**Tasks and exercises**:
1 – List the paragraph numbers that appear in the tax ruling passage.
2 – Please repeat the stretch of the tax ruling passage from "4. Although this" through "law(s) are enacted.".
3 – Write the next part of the tax ruling passage, picking up after its final sentence.

───── Quoted text ─────

3. On 11 November 1999, the Government announced further changes to the tax system as part of the New Business Tax System. A number of those changes, especially those to do with 'tax shelters', could affect the tax laws dealt with in this Ruling. Some of the changes apply from the date of the announcement and others are proposed to apply from nominated dates in the future.
4. Although this Ruling mentions certain of those announced changes, the information given on the treatment of expenditure which may be affected by them is not binding on the Commissioner. Legally binding advice in respect of those changes cannot be given until the relevant law(s) are enacted.
5. However, if the changes become law the operation of that law will take precedence over the application of this Ruling and, to that extent, the Ruling will be superseded. If requested, when the relevant law(s) are enacted, the Commissioner will formalise the non-binding information shown in this Ruling by issuing a new Product Ruling that describes the operation of those law(s).

───── Listed records ─────

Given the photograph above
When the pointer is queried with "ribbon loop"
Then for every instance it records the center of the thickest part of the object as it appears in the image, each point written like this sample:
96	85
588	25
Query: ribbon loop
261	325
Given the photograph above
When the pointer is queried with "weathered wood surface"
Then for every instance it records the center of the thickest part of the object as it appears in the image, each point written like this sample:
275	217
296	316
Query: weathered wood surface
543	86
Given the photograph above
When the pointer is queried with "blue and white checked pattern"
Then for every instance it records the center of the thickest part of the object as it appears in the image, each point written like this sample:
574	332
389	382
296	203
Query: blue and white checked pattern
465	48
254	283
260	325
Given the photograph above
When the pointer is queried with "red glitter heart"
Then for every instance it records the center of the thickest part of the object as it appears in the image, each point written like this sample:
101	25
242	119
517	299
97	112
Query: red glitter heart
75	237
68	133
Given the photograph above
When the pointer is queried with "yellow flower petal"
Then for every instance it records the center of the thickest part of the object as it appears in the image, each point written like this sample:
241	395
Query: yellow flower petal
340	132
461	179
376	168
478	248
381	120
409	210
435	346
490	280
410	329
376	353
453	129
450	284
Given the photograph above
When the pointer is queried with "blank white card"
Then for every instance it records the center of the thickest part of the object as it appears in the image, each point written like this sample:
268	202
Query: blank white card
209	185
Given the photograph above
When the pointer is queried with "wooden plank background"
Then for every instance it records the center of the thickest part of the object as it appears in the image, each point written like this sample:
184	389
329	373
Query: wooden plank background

─────
───── Listed records ─────

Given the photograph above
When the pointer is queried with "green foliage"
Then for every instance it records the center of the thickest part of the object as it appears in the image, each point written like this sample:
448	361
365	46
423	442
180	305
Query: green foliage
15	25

─────

**Results of the tasks**:
1 – 3, 4, 5

2 –
4. Although this Ruling mentions certain of those announced changes, the information given on the treatment of expenditure which may be affected by them is not binding on the Commissioner. Legally binding advice in respect of those changes cannot be given until the relevant law(s) are enacted.

3 –
Class of persons
6. The class of persons to whom this Ruling applies is those who enter into the arrangement described below on or after the date this Ruling is made. They will have a purpose of staying in the arrangement until it is completed (i.e., being a party to the relevant agreements until their term expires) and deriving assessable income from this involvement as set out in the description of the arrangement. In this Ruling these persons are referred to as 'Growers'.
7. The class of persons to whom this Ruling applies does not include persons who intend to terminate their involvement in the arrangement prior to its completion, or who otherwise do not intend to derive assessable income from it.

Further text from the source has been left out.